* **GIVEN TEXT**:

Republican House Minority Leader Kevin McCarthy reportedly suggested Twitter and Facebook should suspend social media accounts that belong to his GOP colleagues who amplified baseless 2020 election claims that fuelled the violent attack on the US Capitol mounted by Donald Trump’s supporters.
In a call with officials days after the riots, Mr McCarthy suggested the platforms shutter their accounts as they did to those belonging to Mr Trump, who was suspended from Twitter “due to the risk of further incitement of violence,” according to the company.
“We can’t put up with that,” Mr McCarthy said in a phone call on 11 January, 2021, days after the failed insurrection, according to audio and reporting from The New York Times. “Can’t they take their Twitter accounts away, too?”
It is not clear which officials Mr McCarthy referenced in the call. Mark Bednar, a spokesperson for Mr McCarthy, said the congressman “never said that particular members should be removed from Twitter” in a statement to the newspaper.

* **SUPPLIED ENTRIES**:
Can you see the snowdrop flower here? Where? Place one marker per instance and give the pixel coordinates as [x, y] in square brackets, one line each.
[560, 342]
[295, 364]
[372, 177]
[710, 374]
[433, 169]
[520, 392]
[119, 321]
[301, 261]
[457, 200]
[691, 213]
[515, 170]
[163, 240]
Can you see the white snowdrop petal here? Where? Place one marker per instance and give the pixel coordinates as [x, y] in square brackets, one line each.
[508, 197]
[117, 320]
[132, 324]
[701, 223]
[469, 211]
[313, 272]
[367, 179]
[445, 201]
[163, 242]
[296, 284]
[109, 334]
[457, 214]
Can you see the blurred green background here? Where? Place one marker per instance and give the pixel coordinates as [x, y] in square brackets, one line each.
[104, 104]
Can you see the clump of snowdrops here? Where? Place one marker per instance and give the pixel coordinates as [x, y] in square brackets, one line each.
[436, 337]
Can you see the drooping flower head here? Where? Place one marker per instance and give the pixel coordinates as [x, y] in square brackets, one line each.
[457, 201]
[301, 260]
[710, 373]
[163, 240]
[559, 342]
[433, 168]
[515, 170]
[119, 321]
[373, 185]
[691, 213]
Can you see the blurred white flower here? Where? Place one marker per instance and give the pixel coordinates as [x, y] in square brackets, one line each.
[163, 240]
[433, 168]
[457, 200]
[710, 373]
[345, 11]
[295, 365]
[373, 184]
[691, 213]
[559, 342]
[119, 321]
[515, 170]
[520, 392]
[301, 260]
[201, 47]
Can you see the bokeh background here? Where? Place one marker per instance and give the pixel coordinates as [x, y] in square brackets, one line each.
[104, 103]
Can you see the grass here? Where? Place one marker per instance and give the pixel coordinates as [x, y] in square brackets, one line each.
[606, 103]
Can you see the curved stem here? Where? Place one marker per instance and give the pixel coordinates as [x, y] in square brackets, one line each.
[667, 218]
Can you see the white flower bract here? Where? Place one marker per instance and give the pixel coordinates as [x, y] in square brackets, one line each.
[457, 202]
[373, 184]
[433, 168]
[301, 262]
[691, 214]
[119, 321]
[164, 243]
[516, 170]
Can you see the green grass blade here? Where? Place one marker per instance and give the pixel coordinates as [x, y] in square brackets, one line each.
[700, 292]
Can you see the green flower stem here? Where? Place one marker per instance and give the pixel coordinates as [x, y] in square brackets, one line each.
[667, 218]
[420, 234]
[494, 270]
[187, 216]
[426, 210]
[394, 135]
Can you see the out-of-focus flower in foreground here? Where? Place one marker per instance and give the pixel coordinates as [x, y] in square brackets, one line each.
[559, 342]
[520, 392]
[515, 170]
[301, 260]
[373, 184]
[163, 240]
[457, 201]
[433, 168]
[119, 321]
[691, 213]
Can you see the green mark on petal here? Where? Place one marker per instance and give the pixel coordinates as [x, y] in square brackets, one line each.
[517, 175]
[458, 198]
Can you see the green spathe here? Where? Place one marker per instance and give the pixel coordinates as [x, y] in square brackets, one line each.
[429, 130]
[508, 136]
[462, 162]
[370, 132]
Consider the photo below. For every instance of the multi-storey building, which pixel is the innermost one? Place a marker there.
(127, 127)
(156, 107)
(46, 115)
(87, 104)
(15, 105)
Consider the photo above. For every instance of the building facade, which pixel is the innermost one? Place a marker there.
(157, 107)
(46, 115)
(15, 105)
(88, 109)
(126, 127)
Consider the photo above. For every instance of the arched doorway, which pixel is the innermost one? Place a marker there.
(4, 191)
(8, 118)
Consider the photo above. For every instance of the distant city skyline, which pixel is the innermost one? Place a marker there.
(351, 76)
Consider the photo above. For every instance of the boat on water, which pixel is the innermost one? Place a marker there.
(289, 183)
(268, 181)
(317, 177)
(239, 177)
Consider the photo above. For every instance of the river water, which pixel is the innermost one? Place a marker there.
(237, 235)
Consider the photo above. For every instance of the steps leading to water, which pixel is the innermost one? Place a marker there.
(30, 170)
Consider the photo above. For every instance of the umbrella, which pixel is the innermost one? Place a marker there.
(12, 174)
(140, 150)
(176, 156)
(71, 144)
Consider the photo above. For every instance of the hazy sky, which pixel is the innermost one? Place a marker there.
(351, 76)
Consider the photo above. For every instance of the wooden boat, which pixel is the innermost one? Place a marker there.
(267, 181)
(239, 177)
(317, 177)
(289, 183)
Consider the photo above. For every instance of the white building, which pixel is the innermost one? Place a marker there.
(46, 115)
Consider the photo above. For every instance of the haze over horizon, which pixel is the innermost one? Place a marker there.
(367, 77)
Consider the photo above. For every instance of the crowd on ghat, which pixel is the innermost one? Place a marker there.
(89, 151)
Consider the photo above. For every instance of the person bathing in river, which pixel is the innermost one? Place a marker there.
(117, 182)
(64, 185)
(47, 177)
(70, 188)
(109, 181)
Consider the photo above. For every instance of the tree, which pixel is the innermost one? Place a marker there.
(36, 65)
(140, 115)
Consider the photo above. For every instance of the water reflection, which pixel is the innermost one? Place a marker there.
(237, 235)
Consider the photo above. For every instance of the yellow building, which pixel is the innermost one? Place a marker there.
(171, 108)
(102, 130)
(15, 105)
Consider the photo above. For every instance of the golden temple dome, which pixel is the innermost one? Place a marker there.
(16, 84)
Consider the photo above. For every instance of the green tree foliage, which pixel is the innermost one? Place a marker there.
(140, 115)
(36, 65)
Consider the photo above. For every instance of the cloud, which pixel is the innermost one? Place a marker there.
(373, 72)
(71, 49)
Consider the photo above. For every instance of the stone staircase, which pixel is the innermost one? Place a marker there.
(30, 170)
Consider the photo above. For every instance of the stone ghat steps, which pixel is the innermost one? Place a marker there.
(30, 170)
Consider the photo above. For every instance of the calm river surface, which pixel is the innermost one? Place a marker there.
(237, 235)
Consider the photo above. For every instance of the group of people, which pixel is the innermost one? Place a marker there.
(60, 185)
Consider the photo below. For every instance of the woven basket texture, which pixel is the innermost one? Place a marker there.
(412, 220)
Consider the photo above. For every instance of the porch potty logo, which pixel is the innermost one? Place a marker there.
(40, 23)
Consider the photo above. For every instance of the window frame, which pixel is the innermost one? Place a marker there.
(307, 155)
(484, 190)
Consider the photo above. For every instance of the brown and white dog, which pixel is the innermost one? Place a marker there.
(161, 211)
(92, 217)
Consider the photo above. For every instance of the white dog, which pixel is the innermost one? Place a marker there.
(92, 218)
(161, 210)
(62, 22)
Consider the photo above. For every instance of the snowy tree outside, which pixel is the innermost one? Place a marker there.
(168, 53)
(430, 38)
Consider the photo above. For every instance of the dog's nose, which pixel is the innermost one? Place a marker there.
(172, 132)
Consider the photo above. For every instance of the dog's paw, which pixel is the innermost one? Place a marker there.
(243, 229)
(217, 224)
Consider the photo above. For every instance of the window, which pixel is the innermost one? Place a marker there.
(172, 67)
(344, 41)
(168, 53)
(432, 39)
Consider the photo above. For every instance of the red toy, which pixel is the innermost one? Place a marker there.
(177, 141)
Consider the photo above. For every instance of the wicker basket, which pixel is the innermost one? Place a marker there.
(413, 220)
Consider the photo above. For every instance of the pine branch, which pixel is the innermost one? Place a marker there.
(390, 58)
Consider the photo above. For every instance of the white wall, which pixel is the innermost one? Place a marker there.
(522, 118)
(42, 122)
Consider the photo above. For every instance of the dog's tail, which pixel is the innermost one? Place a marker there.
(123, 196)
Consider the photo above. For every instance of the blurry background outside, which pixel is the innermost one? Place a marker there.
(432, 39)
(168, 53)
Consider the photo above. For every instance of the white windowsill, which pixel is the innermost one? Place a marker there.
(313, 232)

* **WHAT YOU NEED TO DO**:
a) Do these statements agree with the McCarthy passage? For each, answer yes or no and quote the deciding words. (i) Mark Bednar speaks for McCarthy. (ii) The phone call took place on 11 January, 2021. (iii) The passage identifies the officials McCarthy referenced in the call.
b) Write what comes next in the McCarthy passage, starting after its final sentence.
The records are separate material, unrelated to the McCarthy passage.

* **ANSWERS FOR THE EXERCISE**:
a)
(i) Yes: "Mark Bednar, a spokesperson for Mr McCarthy"
(ii) Yes: "in a phone call on 11 January, 2021"
(iii) No: "It is not clear which officials Mr McCarthy referenced in the call."

b)
In newly released audio of the call, Mr McCarthy tells Republican officials that he “had it” with Mr Trump and would recommend that he resign – contrary to Mr McCarthy’s own statements that previous reports that he ever made such remarks were “totally false and wrong.”
Audio clips from a call on 10 January, 2021 – days after the 6 January attack on the US Capitol in attempt to reject the results of the 2020 presidential election - were published after Mr McCarthy disputed reports that he had privately suggested Mr Trump’s resignation.
The recording captures him telling Republican US Rep Liz Cheney – who would later be ousted from her leadership role within the party over her refusal to support Mr Trump – that he is “seriously thinking of having that conversation with him” as congressional Democrats prepared to impeach the president.
“It would be my recommendation you should resign,” Mr McCarthy says on the recording. “Now this is one personal fear I have. I do not want to get in any conversation about [then-Vice President Mike Pence] pardoning.”
He also told leaders that he has “had it with this guy,” in apparent reference to Mr Trump. “What he did is unacceptable. Nobody can defend that, and nobody should defend it.”
Jonathan Martin and Alexander Burns, two reporters for The New York Times, shared the reporting from their forthcoming book This Will Not Pass: Trump, Biden, and the Battle for America’s Future. Audio also was aired on MSNBC on Thursday night.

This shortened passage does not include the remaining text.